**Task goal**
Copy all of the records exactly.

**Data records**
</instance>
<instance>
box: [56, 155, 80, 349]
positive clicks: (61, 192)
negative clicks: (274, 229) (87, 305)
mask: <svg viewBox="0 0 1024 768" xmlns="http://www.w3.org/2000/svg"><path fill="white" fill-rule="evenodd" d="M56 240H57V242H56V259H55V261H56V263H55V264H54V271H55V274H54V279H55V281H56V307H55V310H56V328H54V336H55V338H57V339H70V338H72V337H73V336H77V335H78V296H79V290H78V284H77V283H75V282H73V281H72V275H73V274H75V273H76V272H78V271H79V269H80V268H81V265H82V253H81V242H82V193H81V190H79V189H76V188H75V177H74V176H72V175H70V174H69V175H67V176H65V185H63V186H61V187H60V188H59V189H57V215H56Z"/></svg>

**Finished exercise**
</instance>
<instance>
box: [56, 155, 80, 349]
positive clicks: (61, 192)
negative clicks: (274, 229) (87, 305)
mask: <svg viewBox="0 0 1024 768" xmlns="http://www.w3.org/2000/svg"><path fill="white" fill-rule="evenodd" d="M56 240H57V242H56V259H55V261H56V263H55V264H54V271H55V274H54V279H55V281H56V307H55V310H56V328H54V336H55V338H57V339H70V338H72V337H73V336H77V335H78V296H79V290H78V284H77V283H75V282H73V281H72V275H73V274H75V273H76V272H78V271H79V269H80V268H81V265H82V253H81V242H82V193H81V190H79V189H76V188H75V177H74V176H72V175H70V174H69V175H67V176H65V185H63V186H61V187H60V188H59V189H57V215H56Z"/></svg>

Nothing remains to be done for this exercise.